** Start MATERIAL FOR THE TASK **
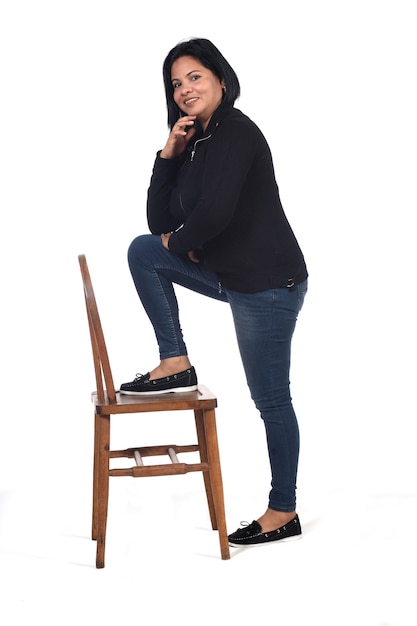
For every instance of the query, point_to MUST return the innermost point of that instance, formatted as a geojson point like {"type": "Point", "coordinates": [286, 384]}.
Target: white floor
{"type": "Point", "coordinates": [354, 565]}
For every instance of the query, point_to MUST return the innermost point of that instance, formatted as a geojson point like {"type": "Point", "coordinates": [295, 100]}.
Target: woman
{"type": "Point", "coordinates": [218, 228]}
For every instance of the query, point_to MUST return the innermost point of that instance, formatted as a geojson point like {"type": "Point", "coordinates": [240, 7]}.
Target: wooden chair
{"type": "Point", "coordinates": [109, 403]}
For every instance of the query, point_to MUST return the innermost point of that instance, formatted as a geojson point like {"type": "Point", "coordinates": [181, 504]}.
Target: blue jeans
{"type": "Point", "coordinates": [264, 324]}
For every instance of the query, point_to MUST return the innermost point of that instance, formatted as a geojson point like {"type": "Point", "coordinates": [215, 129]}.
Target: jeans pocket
{"type": "Point", "coordinates": [302, 290]}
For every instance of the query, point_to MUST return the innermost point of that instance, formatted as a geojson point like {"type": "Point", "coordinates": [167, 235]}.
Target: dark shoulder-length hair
{"type": "Point", "coordinates": [209, 56]}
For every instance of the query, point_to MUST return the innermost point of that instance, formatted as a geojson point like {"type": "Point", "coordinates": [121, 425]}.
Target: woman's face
{"type": "Point", "coordinates": [197, 91]}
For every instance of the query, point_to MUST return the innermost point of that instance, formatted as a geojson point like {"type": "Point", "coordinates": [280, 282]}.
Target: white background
{"type": "Point", "coordinates": [82, 113]}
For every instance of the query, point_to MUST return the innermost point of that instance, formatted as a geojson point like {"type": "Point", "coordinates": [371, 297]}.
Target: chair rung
{"type": "Point", "coordinates": [152, 451]}
{"type": "Point", "coordinates": [160, 470]}
{"type": "Point", "coordinates": [138, 458]}
{"type": "Point", "coordinates": [172, 455]}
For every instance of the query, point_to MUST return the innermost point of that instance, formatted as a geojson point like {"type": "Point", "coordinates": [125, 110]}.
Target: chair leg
{"type": "Point", "coordinates": [95, 479]}
{"type": "Point", "coordinates": [202, 444]}
{"type": "Point", "coordinates": [216, 479]}
{"type": "Point", "coordinates": [102, 486]}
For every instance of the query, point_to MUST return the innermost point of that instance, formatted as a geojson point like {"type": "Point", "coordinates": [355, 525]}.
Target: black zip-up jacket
{"type": "Point", "coordinates": [220, 199]}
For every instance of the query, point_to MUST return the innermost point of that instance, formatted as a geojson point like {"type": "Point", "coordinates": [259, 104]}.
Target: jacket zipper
{"type": "Point", "coordinates": [195, 145]}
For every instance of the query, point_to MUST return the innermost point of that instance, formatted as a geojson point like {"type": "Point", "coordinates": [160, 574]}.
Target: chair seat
{"type": "Point", "coordinates": [201, 398]}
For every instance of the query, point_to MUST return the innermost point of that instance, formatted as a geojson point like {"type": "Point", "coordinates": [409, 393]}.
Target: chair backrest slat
{"type": "Point", "coordinates": [103, 374]}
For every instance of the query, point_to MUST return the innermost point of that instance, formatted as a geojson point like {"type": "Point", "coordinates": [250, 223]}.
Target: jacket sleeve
{"type": "Point", "coordinates": [228, 159]}
{"type": "Point", "coordinates": [164, 174]}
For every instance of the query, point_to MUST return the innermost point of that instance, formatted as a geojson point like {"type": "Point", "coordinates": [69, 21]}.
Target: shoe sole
{"type": "Point", "coordinates": [264, 543]}
{"type": "Point", "coordinates": [157, 393]}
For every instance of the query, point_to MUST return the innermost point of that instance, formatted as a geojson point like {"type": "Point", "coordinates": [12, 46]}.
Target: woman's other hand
{"type": "Point", "coordinates": [179, 137]}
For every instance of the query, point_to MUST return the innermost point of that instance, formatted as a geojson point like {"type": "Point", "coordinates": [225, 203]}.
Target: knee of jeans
{"type": "Point", "coordinates": [275, 401]}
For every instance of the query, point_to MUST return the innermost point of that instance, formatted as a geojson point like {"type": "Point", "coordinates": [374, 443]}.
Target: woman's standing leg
{"type": "Point", "coordinates": [265, 323]}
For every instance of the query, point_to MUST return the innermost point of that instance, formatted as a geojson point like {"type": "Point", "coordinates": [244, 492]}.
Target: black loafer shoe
{"type": "Point", "coordinates": [252, 535]}
{"type": "Point", "coordinates": [183, 381]}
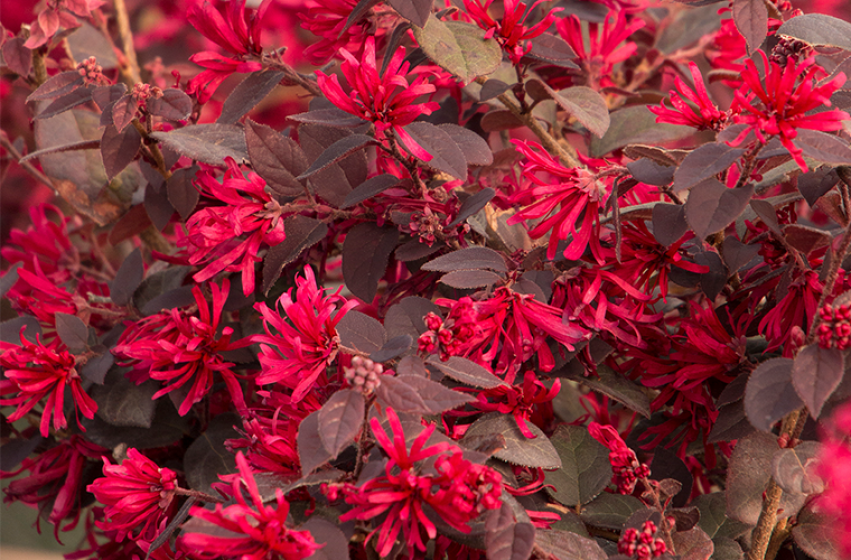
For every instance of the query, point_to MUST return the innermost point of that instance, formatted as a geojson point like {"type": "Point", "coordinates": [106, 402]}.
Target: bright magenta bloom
{"type": "Point", "coordinates": [234, 31]}
{"type": "Point", "coordinates": [783, 101]}
{"type": "Point", "coordinates": [34, 371]}
{"type": "Point", "coordinates": [707, 115]}
{"type": "Point", "coordinates": [458, 492]}
{"type": "Point", "coordinates": [563, 198]}
{"type": "Point", "coordinates": [386, 100]}
{"type": "Point", "coordinates": [137, 493]}
{"type": "Point", "coordinates": [251, 529]}
{"type": "Point", "coordinates": [229, 237]}
{"type": "Point", "coordinates": [297, 355]}
{"type": "Point", "coordinates": [511, 31]}
{"type": "Point", "coordinates": [178, 347]}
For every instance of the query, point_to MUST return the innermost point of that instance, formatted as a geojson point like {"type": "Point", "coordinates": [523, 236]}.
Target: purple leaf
{"type": "Point", "coordinates": [72, 331]}
{"type": "Point", "coordinates": [470, 258]}
{"type": "Point", "coordinates": [119, 149]}
{"type": "Point", "coordinates": [816, 373]}
{"type": "Point", "coordinates": [360, 332]}
{"type": "Point", "coordinates": [174, 105]}
{"type": "Point", "coordinates": [276, 158]}
{"type": "Point", "coordinates": [415, 11]}
{"type": "Point", "coordinates": [337, 151]}
{"type": "Point", "coordinates": [506, 538]}
{"type": "Point", "coordinates": [770, 395]}
{"type": "Point", "coordinates": [446, 155]}
{"type": "Point", "coordinates": [340, 420]}
{"type": "Point", "coordinates": [208, 143]}
{"type": "Point", "coordinates": [372, 187]}
{"type": "Point", "coordinates": [127, 278]}
{"type": "Point", "coordinates": [366, 253]}
{"type": "Point", "coordinates": [60, 84]}
{"type": "Point", "coordinates": [302, 232]}
{"type": "Point", "coordinates": [706, 161]}
{"type": "Point", "coordinates": [18, 58]}
{"type": "Point", "coordinates": [182, 194]}
{"type": "Point", "coordinates": [751, 19]}
{"type": "Point", "coordinates": [711, 206]}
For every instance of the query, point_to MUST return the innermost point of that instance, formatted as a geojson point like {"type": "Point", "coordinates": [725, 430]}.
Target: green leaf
{"type": "Point", "coordinates": [585, 470]}
{"type": "Point", "coordinates": [459, 48]}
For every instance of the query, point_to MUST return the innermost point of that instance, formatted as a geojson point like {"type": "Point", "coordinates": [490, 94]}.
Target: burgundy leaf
{"type": "Point", "coordinates": [72, 331]}
{"type": "Point", "coordinates": [17, 57]}
{"type": "Point", "coordinates": [770, 395]}
{"type": "Point", "coordinates": [366, 253]}
{"type": "Point", "coordinates": [119, 149]}
{"type": "Point", "coordinates": [60, 84]}
{"type": "Point", "coordinates": [372, 187]}
{"type": "Point", "coordinates": [208, 143]}
{"type": "Point", "coordinates": [337, 151]}
{"type": "Point", "coordinates": [446, 155]}
{"type": "Point", "coordinates": [360, 332]}
{"type": "Point", "coordinates": [340, 420]}
{"type": "Point", "coordinates": [276, 158]}
{"type": "Point", "coordinates": [706, 161]}
{"type": "Point", "coordinates": [475, 149]}
{"type": "Point", "coordinates": [711, 206]}
{"type": "Point", "coordinates": [182, 194]}
{"type": "Point", "coordinates": [816, 373]}
{"type": "Point", "coordinates": [415, 11]}
{"type": "Point", "coordinates": [127, 278]}
{"type": "Point", "coordinates": [470, 258]}
{"type": "Point", "coordinates": [174, 105]}
{"type": "Point", "coordinates": [302, 232]}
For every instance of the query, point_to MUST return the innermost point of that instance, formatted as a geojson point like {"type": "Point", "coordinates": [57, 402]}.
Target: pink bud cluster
{"type": "Point", "coordinates": [92, 72]}
{"type": "Point", "coordinates": [835, 328]}
{"type": "Point", "coordinates": [642, 544]}
{"type": "Point", "coordinates": [364, 375]}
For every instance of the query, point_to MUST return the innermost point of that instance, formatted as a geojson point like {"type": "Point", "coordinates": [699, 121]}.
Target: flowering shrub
{"type": "Point", "coordinates": [500, 280]}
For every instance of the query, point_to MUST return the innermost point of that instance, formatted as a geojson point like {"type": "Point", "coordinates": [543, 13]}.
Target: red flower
{"type": "Point", "coordinates": [34, 371]}
{"type": "Point", "coordinates": [707, 115]}
{"type": "Point", "coordinates": [624, 462]}
{"type": "Point", "coordinates": [178, 347]}
{"type": "Point", "coordinates": [298, 354]}
{"type": "Point", "coordinates": [604, 45]}
{"type": "Point", "coordinates": [252, 530]}
{"type": "Point", "coordinates": [518, 401]}
{"type": "Point", "coordinates": [55, 481]}
{"type": "Point", "coordinates": [512, 29]}
{"type": "Point", "coordinates": [784, 103]}
{"type": "Point", "coordinates": [560, 199]}
{"type": "Point", "coordinates": [458, 492]}
{"type": "Point", "coordinates": [138, 495]}
{"type": "Point", "coordinates": [235, 32]}
{"type": "Point", "coordinates": [215, 232]}
{"type": "Point", "coordinates": [387, 100]}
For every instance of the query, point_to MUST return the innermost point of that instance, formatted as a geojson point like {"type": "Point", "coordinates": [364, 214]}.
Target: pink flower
{"type": "Point", "coordinates": [624, 462]}
{"type": "Point", "coordinates": [138, 495]}
{"type": "Point", "coordinates": [251, 529]}
{"type": "Point", "coordinates": [298, 353]}
{"type": "Point", "coordinates": [604, 45]}
{"type": "Point", "coordinates": [784, 101]}
{"type": "Point", "coordinates": [33, 372]}
{"type": "Point", "coordinates": [236, 32]}
{"type": "Point", "coordinates": [458, 492]}
{"type": "Point", "coordinates": [178, 347]}
{"type": "Point", "coordinates": [707, 115]}
{"type": "Point", "coordinates": [387, 100]}
{"type": "Point", "coordinates": [511, 31]}
{"type": "Point", "coordinates": [560, 198]}
{"type": "Point", "coordinates": [229, 238]}
{"type": "Point", "coordinates": [55, 481]}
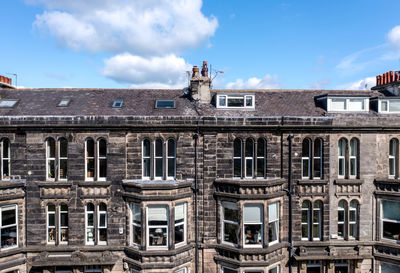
** End MATERIAL FOR THE TASK **
AIM OF THE EXERCISE = How many lines of the data above contain the string "chair"? Case counts. Give only the number.

EXERCISE OUTPUT = 5